**EXERCISE REQUIREMENTS**:
From the data, copy out every line in which the word "mark" appears.

---------- MATERIAL PROVIDED ----------

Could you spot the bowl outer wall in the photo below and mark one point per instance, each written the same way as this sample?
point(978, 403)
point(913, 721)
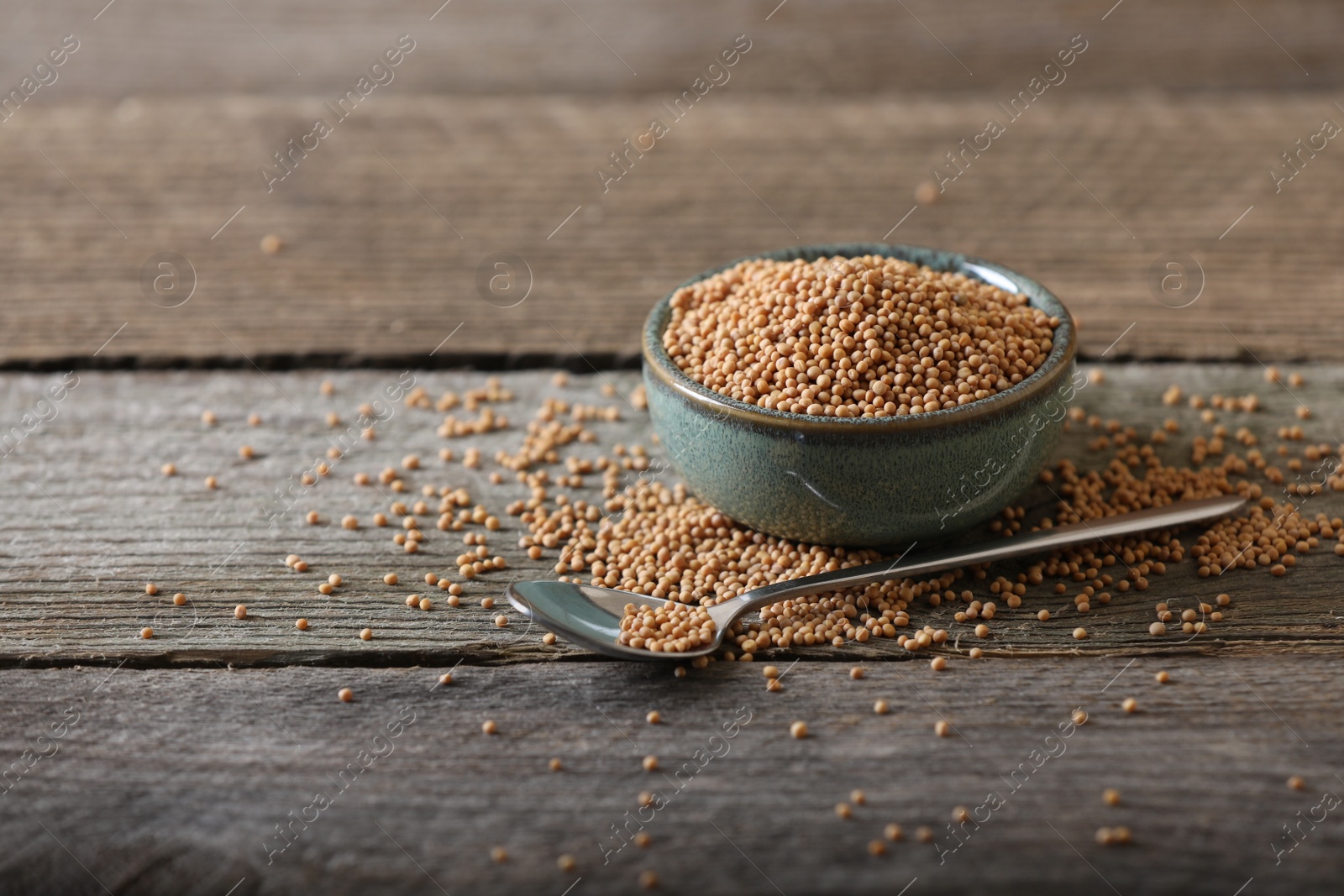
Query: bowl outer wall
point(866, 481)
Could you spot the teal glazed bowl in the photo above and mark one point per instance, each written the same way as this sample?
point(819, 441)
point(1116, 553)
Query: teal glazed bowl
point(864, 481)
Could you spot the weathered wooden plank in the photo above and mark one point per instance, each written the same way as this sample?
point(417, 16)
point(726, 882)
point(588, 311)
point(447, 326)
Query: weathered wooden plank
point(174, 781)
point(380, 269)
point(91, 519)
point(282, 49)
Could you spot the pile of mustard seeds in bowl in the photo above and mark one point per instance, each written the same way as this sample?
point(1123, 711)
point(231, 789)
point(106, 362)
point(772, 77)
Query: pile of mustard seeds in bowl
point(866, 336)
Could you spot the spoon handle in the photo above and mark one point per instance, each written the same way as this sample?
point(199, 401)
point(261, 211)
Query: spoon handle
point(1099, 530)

----------

**OUTPUT OF THE TASK**:
Could you spot the bowl outer wall in the photo below and mark one point per instance, each written the same way as this sample?
Could you spot the teal glazed bowl in the photo above and mark one point per instance, each written the same way as this sample?
Could you spot the weathered wooden plank in the photo above and mark one point per instance, each written the same way as this sample?
Could you spot the pile of mustard seeds in bowl in the photo above and mark one point per instance, each written the same way as this sample?
Could you spot the spoon handle in the photo above and mark one point per instance, each written the same way as this sample?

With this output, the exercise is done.